■ EXERCISE INSTRUCTIONS:
Each entry that follows must be output without any deviation.
━━━ RECORDS TO USE
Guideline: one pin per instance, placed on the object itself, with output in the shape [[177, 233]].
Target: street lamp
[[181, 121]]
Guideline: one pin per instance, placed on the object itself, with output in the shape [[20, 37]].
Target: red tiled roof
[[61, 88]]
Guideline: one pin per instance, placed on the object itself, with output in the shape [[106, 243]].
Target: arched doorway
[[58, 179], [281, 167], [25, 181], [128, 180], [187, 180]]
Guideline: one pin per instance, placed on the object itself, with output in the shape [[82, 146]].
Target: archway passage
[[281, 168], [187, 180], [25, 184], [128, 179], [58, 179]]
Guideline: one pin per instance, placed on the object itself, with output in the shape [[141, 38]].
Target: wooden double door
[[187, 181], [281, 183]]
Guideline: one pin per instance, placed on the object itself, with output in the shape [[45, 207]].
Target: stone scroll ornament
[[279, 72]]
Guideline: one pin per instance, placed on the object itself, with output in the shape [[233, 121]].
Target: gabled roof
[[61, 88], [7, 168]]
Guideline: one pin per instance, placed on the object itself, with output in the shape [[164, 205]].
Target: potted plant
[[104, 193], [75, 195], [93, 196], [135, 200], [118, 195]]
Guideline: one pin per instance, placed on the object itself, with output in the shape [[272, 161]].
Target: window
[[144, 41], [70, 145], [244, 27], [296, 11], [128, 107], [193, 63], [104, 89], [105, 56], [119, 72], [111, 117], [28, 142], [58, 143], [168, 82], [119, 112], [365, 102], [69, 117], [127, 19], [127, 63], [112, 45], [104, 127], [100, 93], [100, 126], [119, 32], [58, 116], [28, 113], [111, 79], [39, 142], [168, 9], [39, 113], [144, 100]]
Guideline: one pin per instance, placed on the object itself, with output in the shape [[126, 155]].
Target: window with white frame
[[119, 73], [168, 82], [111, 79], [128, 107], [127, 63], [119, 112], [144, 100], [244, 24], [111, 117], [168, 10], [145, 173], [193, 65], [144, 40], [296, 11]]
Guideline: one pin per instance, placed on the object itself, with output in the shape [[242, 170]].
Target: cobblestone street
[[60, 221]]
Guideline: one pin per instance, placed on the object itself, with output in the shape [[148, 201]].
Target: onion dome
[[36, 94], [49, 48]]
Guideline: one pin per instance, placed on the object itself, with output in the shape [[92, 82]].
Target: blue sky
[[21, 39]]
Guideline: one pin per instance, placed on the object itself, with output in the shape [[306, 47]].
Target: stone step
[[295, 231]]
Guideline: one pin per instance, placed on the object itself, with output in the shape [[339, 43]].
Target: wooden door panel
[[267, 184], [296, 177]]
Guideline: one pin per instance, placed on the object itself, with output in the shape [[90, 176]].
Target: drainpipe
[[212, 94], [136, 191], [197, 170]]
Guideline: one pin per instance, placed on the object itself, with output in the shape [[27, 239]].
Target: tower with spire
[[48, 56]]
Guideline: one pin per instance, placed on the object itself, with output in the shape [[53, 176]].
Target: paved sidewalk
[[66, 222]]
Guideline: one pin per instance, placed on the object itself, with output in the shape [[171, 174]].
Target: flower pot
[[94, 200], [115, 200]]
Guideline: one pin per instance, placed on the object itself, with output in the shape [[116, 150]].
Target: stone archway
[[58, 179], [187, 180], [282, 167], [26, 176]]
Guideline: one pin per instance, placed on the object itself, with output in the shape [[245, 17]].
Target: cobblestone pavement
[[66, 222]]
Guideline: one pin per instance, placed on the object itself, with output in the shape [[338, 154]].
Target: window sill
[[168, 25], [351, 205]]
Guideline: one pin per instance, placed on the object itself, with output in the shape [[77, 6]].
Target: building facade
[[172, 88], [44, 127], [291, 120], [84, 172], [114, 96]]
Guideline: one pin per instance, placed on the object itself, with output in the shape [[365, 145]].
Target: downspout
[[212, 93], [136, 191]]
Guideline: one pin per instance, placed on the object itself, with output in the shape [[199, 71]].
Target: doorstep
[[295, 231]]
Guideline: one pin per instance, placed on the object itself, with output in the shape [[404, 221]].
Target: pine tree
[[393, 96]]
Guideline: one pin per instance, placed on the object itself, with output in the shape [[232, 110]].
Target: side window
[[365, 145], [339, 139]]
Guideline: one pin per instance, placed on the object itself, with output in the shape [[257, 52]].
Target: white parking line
━━━━━━
■ WRITTEN SOLUTION:
Guideline: one pin per instance, placed on the object itself, with output in the shape [[177, 233]].
Target: street lamp
[[181, 121]]
Guideline: one pin per instance, placed on the object itself, with output in the shape [[20, 37]].
Target: red tiled roof
[[61, 88]]
Guideline: one pin per instance, placed on the object itself, with output in the shape [[106, 243]].
Target: arched doorway
[[58, 179], [281, 167], [25, 181], [128, 180], [187, 180]]
Guideline: one pin per instance, placed on the object itself, with output in the shape [[82, 146]].
Target: archway passage
[[281, 168], [187, 180], [25, 184], [128, 179], [58, 179]]
Guideline: one pin per instance, placed on the object itself, with output in the shape [[141, 38]].
Target: wooden double door
[[187, 181], [281, 183]]
Guideline: one pin per instance, placed on the object itself, with output in the shape [[45, 207]].
Target: stone scroll ornament
[[279, 72]]
Guideline: one pin per instance, placed on the object itself, with output in the shape [[233, 121]].
Target: gabled roof
[[61, 88], [7, 168]]
Guideline: one pin per instance, placed on the object itself, with output in the shape [[164, 205]].
Target: potted plant
[[104, 193], [75, 195], [93, 196], [135, 200], [118, 195]]
Guideline: one pin per instance, placed on the object itself, with output in the shape [[272, 161]].
Target: window
[[144, 41], [70, 145], [244, 27], [296, 11], [128, 107], [193, 63], [104, 89], [105, 56], [119, 72], [111, 117], [28, 142], [58, 143], [168, 82], [119, 112], [365, 102], [69, 117], [127, 19], [127, 63], [112, 45], [104, 127], [100, 93], [100, 126], [119, 32], [58, 116], [28, 113], [111, 79], [39, 142], [168, 9], [39, 113], [144, 100]]
Guideline: one pin per instance, placed on the object itself, with output in the shape [[126, 155]].
Target: window with white frame
[[119, 73], [168, 82], [111, 79], [128, 107], [127, 63], [119, 112], [144, 100], [244, 24], [111, 117], [168, 10], [145, 173], [193, 65], [144, 40], [296, 11]]
Guideline: one pin per instance, placed on the object itself, with output in the shape [[242, 170]].
Target: cobblestone street
[[60, 221]]
Guideline: one pin per instance, placed on the object itself, with output in the shape [[148, 201]].
Target: onion dome
[[36, 94], [49, 48]]
Guideline: one pin per instance, placed on the object itself, with output in the shape [[92, 82]].
Target: blue sky
[[21, 39]]
Guideline: one pin per instance, placed on the object itself, with output in the shape [[306, 47]].
Target: stone step
[[295, 231]]
Guideline: one pin per instance, placed on the object itself, with output in the shape [[339, 43]].
Target: wooden door panel
[[267, 184], [296, 177]]
Guideline: one pin per instance, placed on the object itself, with output in the shape [[90, 176]].
Target: drainpipe
[[212, 94], [136, 191], [197, 170]]
Guideline: one pin per instance, placed on the object itself, with output in the shape [[27, 239]].
Target: tower with spire
[[48, 56]]
Guideline: one pin per instance, placed on the object itself, with output in the shape [[53, 176]].
Target: paved sidewalk
[[66, 222]]
Guideline: one pin per instance, placed on the object itself, with output in the shape [[171, 174]].
Target: flower pot
[[94, 200], [115, 200]]
Guideline: one pin per instance, placed on the object itself, with output in the shape [[116, 150]].
Target: stone archway
[[58, 179], [187, 180], [282, 167], [26, 176]]
Guideline: one pin per instance, placed on the object itself, with output in the shape [[245, 17]].
Target: cobblestone pavement
[[66, 222]]
Guideline: one pin per instance, placed on the object itself, with output in the shape [[338, 154]].
Target: window sill
[[168, 25], [351, 205]]
Guideline: one pin per instance, placed on the object itself, with output in the shape [[77, 6]].
Target: building facade
[[172, 88], [44, 127], [291, 120], [84, 172], [114, 96]]
Guideline: one pin per instance, placed on the object itself, with output in the shape [[365, 145]].
Target: downspout
[[212, 93], [136, 191]]
Guideline: one pin per instance, placed on the object itself, with output in the shape [[199, 71]].
Target: doorstep
[[295, 231]]
Guideline: one pin per instance, placed on the object itself, with output in the shape [[404, 221]].
Target: pine tree
[[393, 96]]
Guideline: one pin per instance, placed on the object itself, with output in the shape [[232, 110]].
Target: side window
[[365, 145], [339, 139]]
Guideline: one pin per instance, placed on the object itself, with output in the shape [[257, 52]].
Target: white parking line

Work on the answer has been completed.